_WORK TASK_
For the entries that follow, tally the lines holding the string "tire". Give the total and nothing else.

_SUPPLIED MATERIAL_
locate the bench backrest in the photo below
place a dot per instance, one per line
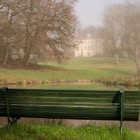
(70, 104)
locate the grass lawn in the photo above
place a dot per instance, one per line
(59, 132)
(92, 68)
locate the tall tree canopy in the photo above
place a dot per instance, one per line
(34, 30)
(121, 31)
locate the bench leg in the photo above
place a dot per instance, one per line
(12, 120)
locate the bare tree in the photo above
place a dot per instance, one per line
(42, 29)
(122, 31)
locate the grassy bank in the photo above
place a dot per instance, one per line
(76, 70)
(58, 132)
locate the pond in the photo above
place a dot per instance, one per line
(76, 85)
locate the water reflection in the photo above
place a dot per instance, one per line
(87, 86)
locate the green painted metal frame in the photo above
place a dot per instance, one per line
(120, 108)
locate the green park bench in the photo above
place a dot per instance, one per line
(70, 104)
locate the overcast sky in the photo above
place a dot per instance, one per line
(90, 11)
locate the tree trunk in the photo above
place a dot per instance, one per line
(6, 56)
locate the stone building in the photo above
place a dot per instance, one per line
(88, 47)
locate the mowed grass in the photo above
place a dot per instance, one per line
(60, 132)
(77, 68)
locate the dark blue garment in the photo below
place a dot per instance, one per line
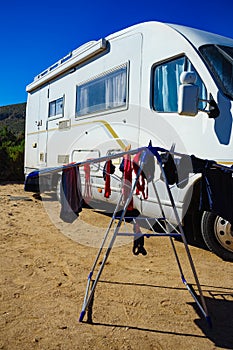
(217, 192)
(71, 195)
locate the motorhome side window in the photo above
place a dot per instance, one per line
(166, 81)
(56, 107)
(103, 93)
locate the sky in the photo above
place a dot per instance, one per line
(36, 34)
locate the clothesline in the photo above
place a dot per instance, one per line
(154, 150)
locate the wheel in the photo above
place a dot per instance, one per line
(218, 235)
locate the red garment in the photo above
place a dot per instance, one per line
(127, 180)
(87, 189)
(107, 189)
(142, 182)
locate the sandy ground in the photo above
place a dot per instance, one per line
(140, 301)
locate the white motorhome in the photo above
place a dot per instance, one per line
(123, 90)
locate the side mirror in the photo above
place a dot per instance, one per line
(188, 94)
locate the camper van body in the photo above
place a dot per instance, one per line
(122, 90)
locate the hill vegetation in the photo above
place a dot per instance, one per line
(12, 124)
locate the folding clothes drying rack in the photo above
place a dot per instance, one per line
(117, 228)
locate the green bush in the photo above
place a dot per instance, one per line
(11, 155)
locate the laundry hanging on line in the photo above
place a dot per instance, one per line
(71, 194)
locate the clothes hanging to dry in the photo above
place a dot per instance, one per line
(87, 188)
(71, 194)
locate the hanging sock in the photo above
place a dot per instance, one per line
(71, 194)
(127, 181)
(138, 244)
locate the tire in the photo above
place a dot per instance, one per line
(218, 235)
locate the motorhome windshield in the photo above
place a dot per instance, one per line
(220, 61)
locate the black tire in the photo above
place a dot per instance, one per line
(218, 235)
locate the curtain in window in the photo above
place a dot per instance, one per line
(167, 81)
(104, 93)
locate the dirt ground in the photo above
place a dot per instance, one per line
(140, 301)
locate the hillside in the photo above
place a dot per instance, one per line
(12, 123)
(13, 117)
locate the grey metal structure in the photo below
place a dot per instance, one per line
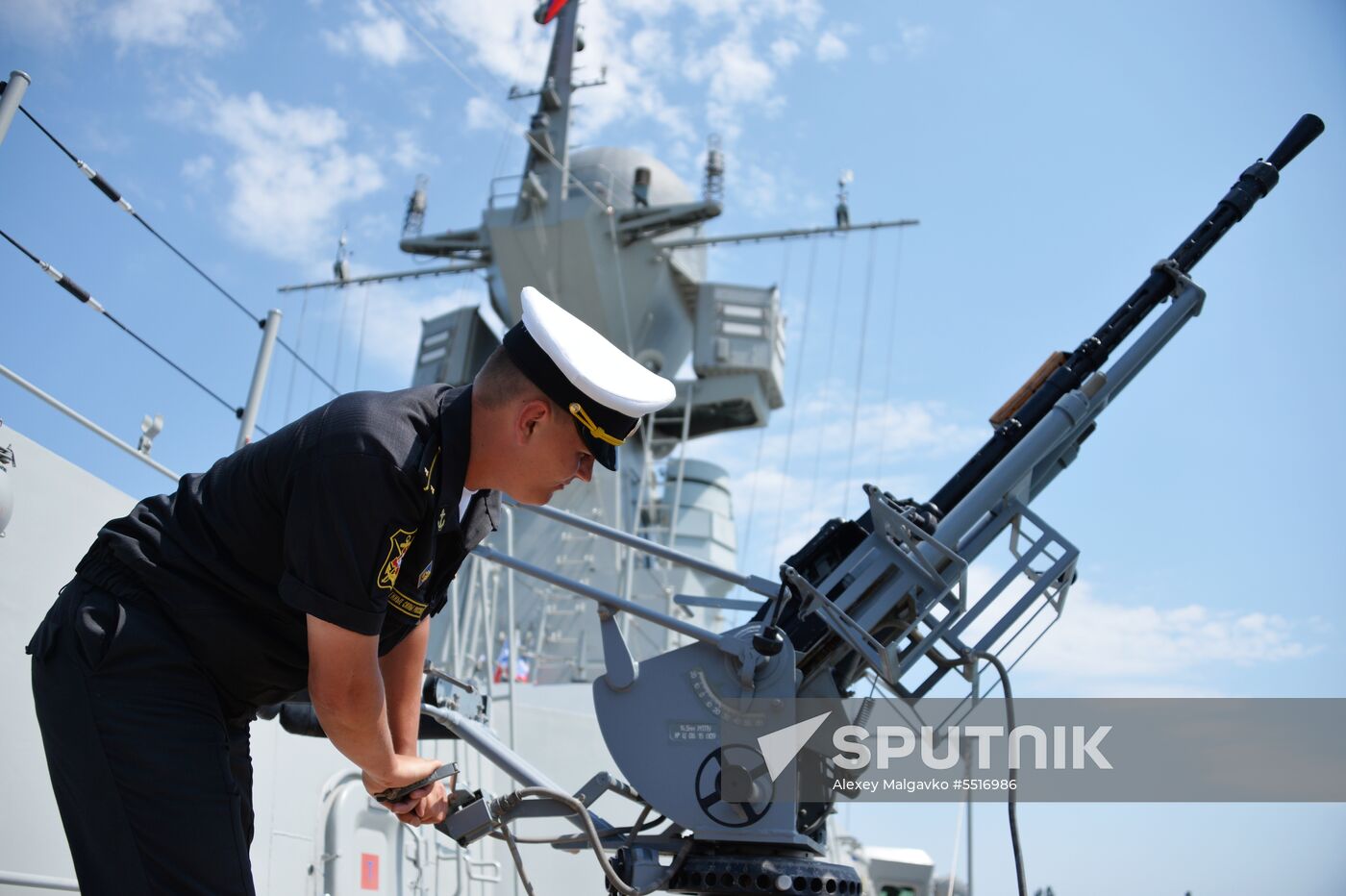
(882, 598)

_TASK ANSWER_
2